What is expected:
Reproduce the records that follow in full, excluding any picture they contain.

Task data:
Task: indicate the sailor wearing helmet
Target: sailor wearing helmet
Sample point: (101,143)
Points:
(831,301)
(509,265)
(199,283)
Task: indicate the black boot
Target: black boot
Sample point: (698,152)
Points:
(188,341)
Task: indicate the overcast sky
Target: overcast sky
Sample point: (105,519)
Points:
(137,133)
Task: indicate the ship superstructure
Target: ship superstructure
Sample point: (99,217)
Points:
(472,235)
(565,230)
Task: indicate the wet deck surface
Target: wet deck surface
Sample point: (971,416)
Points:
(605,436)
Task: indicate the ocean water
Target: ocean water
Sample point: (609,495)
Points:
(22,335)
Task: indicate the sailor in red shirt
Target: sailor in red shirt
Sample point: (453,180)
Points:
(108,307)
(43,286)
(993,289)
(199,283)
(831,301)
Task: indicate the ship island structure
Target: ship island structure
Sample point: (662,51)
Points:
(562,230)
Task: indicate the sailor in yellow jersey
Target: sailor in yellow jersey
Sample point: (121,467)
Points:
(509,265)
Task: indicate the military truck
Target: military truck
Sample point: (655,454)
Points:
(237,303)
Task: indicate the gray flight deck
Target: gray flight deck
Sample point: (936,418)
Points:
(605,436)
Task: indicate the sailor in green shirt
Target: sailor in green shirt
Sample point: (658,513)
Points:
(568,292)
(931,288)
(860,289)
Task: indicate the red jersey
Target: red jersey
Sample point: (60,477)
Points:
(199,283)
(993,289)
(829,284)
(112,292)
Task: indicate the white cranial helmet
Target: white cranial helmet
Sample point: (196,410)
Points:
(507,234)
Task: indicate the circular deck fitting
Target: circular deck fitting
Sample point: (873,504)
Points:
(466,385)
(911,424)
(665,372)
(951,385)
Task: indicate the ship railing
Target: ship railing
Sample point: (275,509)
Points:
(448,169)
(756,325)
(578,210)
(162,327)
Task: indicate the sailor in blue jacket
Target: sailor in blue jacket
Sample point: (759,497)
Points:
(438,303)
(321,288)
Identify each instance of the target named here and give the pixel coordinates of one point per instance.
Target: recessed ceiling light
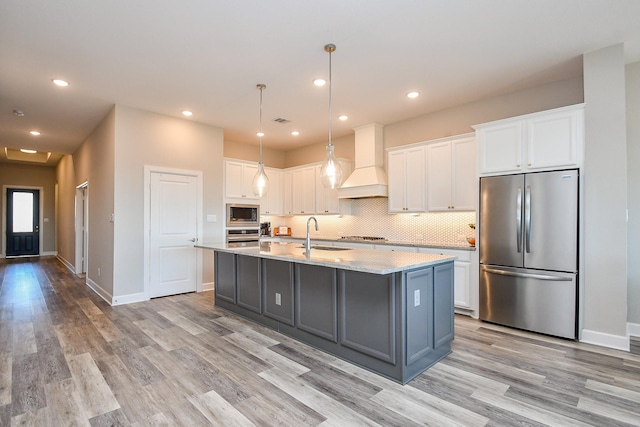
(60, 83)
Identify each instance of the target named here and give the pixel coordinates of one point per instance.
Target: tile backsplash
(370, 217)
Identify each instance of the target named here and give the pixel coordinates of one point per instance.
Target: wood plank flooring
(68, 358)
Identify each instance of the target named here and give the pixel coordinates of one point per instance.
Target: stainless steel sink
(327, 248)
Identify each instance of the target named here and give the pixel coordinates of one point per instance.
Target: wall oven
(238, 237)
(243, 215)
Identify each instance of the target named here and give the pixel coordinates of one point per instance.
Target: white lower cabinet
(396, 248)
(462, 276)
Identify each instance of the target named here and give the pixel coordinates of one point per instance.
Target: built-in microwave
(243, 215)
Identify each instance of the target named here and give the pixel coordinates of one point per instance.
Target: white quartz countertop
(408, 243)
(364, 260)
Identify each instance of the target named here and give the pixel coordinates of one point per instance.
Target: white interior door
(173, 231)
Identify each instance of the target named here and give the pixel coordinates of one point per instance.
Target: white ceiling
(208, 55)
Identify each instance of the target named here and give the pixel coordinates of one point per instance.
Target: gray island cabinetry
(391, 314)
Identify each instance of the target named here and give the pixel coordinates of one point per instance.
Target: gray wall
(65, 230)
(145, 138)
(22, 175)
(605, 192)
(633, 193)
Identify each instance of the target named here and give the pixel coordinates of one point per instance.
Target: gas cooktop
(364, 238)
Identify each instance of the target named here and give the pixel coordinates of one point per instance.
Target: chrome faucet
(308, 245)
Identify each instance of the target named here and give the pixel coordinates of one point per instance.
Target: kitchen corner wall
(370, 217)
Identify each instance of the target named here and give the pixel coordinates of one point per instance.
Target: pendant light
(260, 181)
(330, 171)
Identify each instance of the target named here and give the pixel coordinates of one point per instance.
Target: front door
(173, 222)
(23, 213)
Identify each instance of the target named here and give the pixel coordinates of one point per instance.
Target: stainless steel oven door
(243, 215)
(238, 237)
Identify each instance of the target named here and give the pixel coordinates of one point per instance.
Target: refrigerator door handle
(527, 219)
(527, 275)
(519, 220)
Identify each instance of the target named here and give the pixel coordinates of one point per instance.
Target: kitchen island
(391, 313)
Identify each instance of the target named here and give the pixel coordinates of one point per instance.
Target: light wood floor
(68, 358)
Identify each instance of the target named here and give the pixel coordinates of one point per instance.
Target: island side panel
(419, 314)
(317, 301)
(277, 285)
(368, 313)
(443, 294)
(249, 293)
(225, 276)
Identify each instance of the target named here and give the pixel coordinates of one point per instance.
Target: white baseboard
(207, 287)
(633, 329)
(605, 340)
(129, 299)
(99, 290)
(67, 264)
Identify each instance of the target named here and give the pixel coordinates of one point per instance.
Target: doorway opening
(22, 233)
(82, 229)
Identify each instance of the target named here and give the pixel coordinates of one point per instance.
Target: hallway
(68, 358)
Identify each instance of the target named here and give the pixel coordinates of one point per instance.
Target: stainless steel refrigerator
(528, 246)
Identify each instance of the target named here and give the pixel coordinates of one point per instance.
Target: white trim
(633, 329)
(129, 299)
(148, 170)
(66, 264)
(102, 293)
(82, 220)
(605, 340)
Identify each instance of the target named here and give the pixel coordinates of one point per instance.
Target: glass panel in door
(23, 212)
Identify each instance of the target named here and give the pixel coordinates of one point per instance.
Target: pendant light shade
(330, 171)
(260, 180)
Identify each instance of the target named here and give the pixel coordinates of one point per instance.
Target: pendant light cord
(330, 114)
(261, 87)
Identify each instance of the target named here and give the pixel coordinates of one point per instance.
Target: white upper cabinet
(406, 171)
(541, 141)
(238, 179)
(271, 203)
(451, 175)
(303, 194)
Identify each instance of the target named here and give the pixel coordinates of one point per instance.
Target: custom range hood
(368, 178)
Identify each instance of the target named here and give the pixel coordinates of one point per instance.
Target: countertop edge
(327, 262)
(385, 242)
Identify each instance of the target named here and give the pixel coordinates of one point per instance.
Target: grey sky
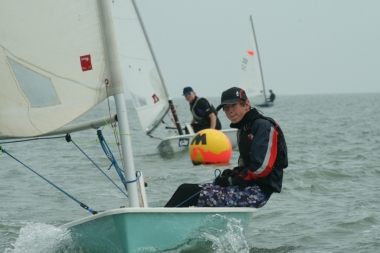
(305, 46)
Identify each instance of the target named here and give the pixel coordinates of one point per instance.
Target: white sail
(139, 71)
(52, 64)
(251, 79)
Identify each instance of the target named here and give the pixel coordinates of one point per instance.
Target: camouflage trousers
(231, 196)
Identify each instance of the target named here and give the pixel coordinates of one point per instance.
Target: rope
(80, 203)
(110, 156)
(98, 167)
(187, 199)
(33, 139)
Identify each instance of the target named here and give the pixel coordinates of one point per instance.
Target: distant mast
(171, 106)
(258, 56)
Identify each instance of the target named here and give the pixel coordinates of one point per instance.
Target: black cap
(187, 91)
(232, 96)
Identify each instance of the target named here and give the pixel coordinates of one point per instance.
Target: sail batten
(139, 71)
(52, 64)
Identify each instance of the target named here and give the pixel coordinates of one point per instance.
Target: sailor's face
(190, 97)
(235, 112)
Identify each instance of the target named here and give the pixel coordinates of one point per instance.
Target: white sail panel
(52, 64)
(250, 74)
(139, 71)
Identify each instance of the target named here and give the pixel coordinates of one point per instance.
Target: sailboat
(251, 74)
(144, 81)
(58, 60)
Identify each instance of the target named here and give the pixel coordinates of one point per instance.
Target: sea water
(329, 200)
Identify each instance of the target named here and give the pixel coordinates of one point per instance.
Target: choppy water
(329, 203)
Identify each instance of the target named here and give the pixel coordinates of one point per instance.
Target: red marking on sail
(155, 98)
(85, 62)
(251, 53)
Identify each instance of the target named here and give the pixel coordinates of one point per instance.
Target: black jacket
(258, 153)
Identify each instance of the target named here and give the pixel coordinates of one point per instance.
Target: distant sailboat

Solved problem:
Task: indicate the sailor wearing helmet
Target: sailor wearing helmet
Sample point: (101,143)
Points:
(831,301)
(509,265)
(199,283)
Task: indicate the black boot
Target: black boot
Sample point: (698,152)
Points:
(188,341)
Task: indicate the overcast sky
Target: overcast sky
Sample point: (105,519)
Points:
(137,133)
Task: indicate the ship superstructure
Target: ship superstructure
Sample point: (99,217)
Points:
(472,235)
(565,230)
Task: indicate the wet deck surface
Target: wet deck surface
Sample point: (971,416)
Points:
(605,436)
Task: indicate the ocean water
Target: ocean water
Sample point: (609,495)
Points:
(22,335)
Task: indicate the sailor in red shirt
Target: sailor in red shirt
Sample point: (453,180)
Points:
(108,307)
(43,286)
(993,289)
(199,283)
(831,301)
Task: indicate the ship island structure
Target: ship island structure
Sample point: (662,51)
Points:
(562,230)
Task: indicate the sailor in yellow jersey
Target: sailor in yellow jersey
Sample point: (121,467)
Points:
(509,265)
Task: indicate the military truck
Target: military truck
Sample point: (655,454)
Points:
(237,303)
Task: indicate the gray flight deck
Target: gray flight deck
Sample point: (936,418)
Points:
(605,436)
Task: indicate the sailor in green shirt
Target: sailor in green shirt
Sample point: (658,513)
Points:
(568,292)
(931,288)
(860,289)
Task: indicate the red jersey
Target: red jersey
Sample point: (60,477)
Points:
(199,283)
(993,289)
(829,284)
(112,292)
Task: indicate the white cranial helmet
Target: white cranial helmet
Sample point: (196,410)
Points:
(507,234)
Task: indicate the circular deck fitting
Target: circular deck fitting
Sample point: (873,504)
Points:
(466,385)
(911,424)
(665,372)
(951,385)
Task: indicate the ship railing
Target: ship railing
Sample point: (275,509)
Points:
(448,169)
(756,325)
(578,210)
(162,327)
Task: indicate the sailor in blue jacket
Target: sailor in blue jacket
Sample point: (759,497)
Points:
(438,303)
(321,288)
Identify each instance of the target named here and give the pixel coordinates of one point per instance.
Target: recessed ceiling light
(60, 83)
Identify each instance of the target named here and give the pixel coordinates of one point per instance.
Target: tile backsplash
(370, 217)
Identify each instance of the target named here and give the pixel coordinates of one point per instance.
Target: wood plank flooring
(68, 358)
Identify each instance of the target named here and give the pixel coordinates of one point per instance.
Target: stainless steel sink
(327, 248)
Identify each instance of the target named here and give the pixel coordinates of one point per instance.
Target: wall oven
(238, 237)
(243, 215)
Identify each instance of the target named here and give the pixel coordinates of one point per instance.
Target: white lower cabinet
(396, 248)
(462, 276)
Identify each instance of the target named here and give the pixel coordinates of one point per instance.
Target: built-in microwave
(243, 215)
Identify each instance of the target named here and give the pixel coordinates of one point per instance.
Target: white quartz countertop
(408, 243)
(364, 260)
Identify each instance of the target named here and give the pixel coordinates of one point per instance.
Target: white interior door
(173, 231)
Identify each instance of the target named here and give the pixel coordinates of one point per instance.
Target: white ceiling
(208, 55)
Identify each instance of the target named here and give the pixel coordinates of one point per instance.
Target: gray island cabinetry
(391, 314)
Identify each instance of the target named here and give the pixel coordinates of one point per instance.
Target: gray wall
(65, 230)
(145, 138)
(22, 175)
(605, 192)
(633, 193)
Identify each instance of the target named here and give the pixel coordinates of one point per instance.
Target: gas cooktop
(364, 238)
Identify each instance of the target named here and give the pixel coordinates of one point per instance.
Target: chrome faucet
(308, 245)
Identify each instance of the target named here and give the pixel coordinates of one point per instance.
Target: kitchen corner wall
(370, 217)
Identify each instance of the target named here and give the pixel coordinates of one point per instance.
Target: pendant light
(260, 181)
(330, 171)
Identify each instance of the target named here and give the pixel coordinates of one point per instance.
Target: front door
(173, 222)
(23, 213)
Identify each instance of the target named here and give the pixel coordinates of one point per instance.
Target: stainless steel oven door
(243, 215)
(238, 237)
Identify each instance of the target named here and give the pixel coordinates of one point per instance.
Target: refrigerator door handle
(527, 219)
(527, 275)
(519, 220)
Identify each instance of the target named here and give the pixel coordinates of one point per instance.
Target: kitchen island
(391, 313)
Identify each instance of the target named here and give the pixel coordinates of one point per instance.
Target: light wood floor
(68, 358)
Identify each instance of the target named here and give the pixel coordinates of one point per instance.
Target: island side panel
(419, 314)
(317, 301)
(277, 285)
(368, 313)
(443, 294)
(249, 293)
(225, 276)
Identify each instance of the target named here and give the pixel coordinates of one point per instance.
Target: white baseboard
(207, 287)
(633, 329)
(605, 340)
(129, 299)
(99, 290)
(67, 264)
Identify each instance of the target named here and give the pixel coordinates of one point per instance.
Target: doorway opening
(22, 233)
(82, 229)
Identify each instance of the target named here and give the pixel coordinates of one point per instance.
Target: hallway
(68, 358)
Identify each instance of the target named here and give the pixel coordinates of one point per instance.
Target: stainless steel refrigerator
(528, 246)
Identify each instance of the target named here and give the pixel coordinates of one point per instance.
Target: white trim
(633, 329)
(129, 299)
(148, 170)
(66, 264)
(102, 293)
(82, 220)
(605, 340)
Identify each instance of the target named here and give the pixel coordinates of one point per instance.
Target: glass panel in door
(23, 212)
Identify each instance of the target named here and give the pixel coordinates of one point per instance.
Target: pendant light shade
(330, 171)
(260, 180)
Identify each instance of the target named here and give the pixel coordinates of one point per instance.
Target: pendant light cord
(330, 114)
(261, 87)
Identify each instance of the target named here and give the pixel coordinates of one point per instance.
Target: white upper cabinet
(406, 171)
(541, 141)
(238, 179)
(271, 203)
(451, 175)
(303, 194)
Identify each instance of the target named here and give the pixel coordinates of one point per instance.
Target: custom range hood
(368, 178)
Identify each instance of the target named here and give the pixel coordinates of one point per instance.
Target: countertop edge
(327, 262)
(385, 242)
Identify each instance of the target named here and give the pixel coordinates of one point per instance.
Target: grey sky
(305, 46)
Identify each instance of the target named here and give the pixel coordinates of one point per instance.
Target: white sail
(139, 71)
(52, 64)
(251, 79)
Identify each instance of the target named here and give the pixel coordinates of one point per instance.
Target: camouflage trousers
(231, 196)
Identify each instance of the target named here and give the pixel coordinates of one point per instance.
Target: rope
(80, 203)
(110, 156)
(98, 167)
(187, 199)
(33, 139)
Identify each instance of the target named here and give the pixel coordinates of one point per instance.
Target: distant mast
(171, 106)
(258, 56)
Identify each instance of the target named here and give the pixel coordinates of one point per instance.
Target: black cap
(187, 91)
(232, 96)
Identify each instance of the target named here and give the pixel coordinates of one point per instance.
Target: sail batten
(139, 71)
(52, 64)
Identify each instance of the target named here and give the pixel coordinates of one point per instance.
Target: sailor's face
(190, 97)
(235, 112)
Identify each instance of the target named here and give the pixel coordinates of one point per instance.
Target: white sail panel
(52, 64)
(250, 74)
(139, 71)
Identify each instance of the target named here and give the pixel coordinates of one point per instance.
Target: sailboat
(251, 74)
(144, 81)
(58, 60)
Identify each instance of the target named here and give the pixel coordinates of one point per instance.
Target: sea water
(329, 200)
Identify each instance of the target named here and give the pixel coordinates of one point per instance.
Target: choppy water
(329, 203)
Identify each instance of the target named here and give the pixel coordinates of one point per instance.
Target: red marking on sail
(155, 98)
(85, 62)
(251, 53)
Identify each instance of the target named here and give the pixel coordinates of one point per instance.
Target: black jacket
(258, 153)
Identify each instance of the target named here and give the pixel coordinates of one point per instance.
Target: distant sailboat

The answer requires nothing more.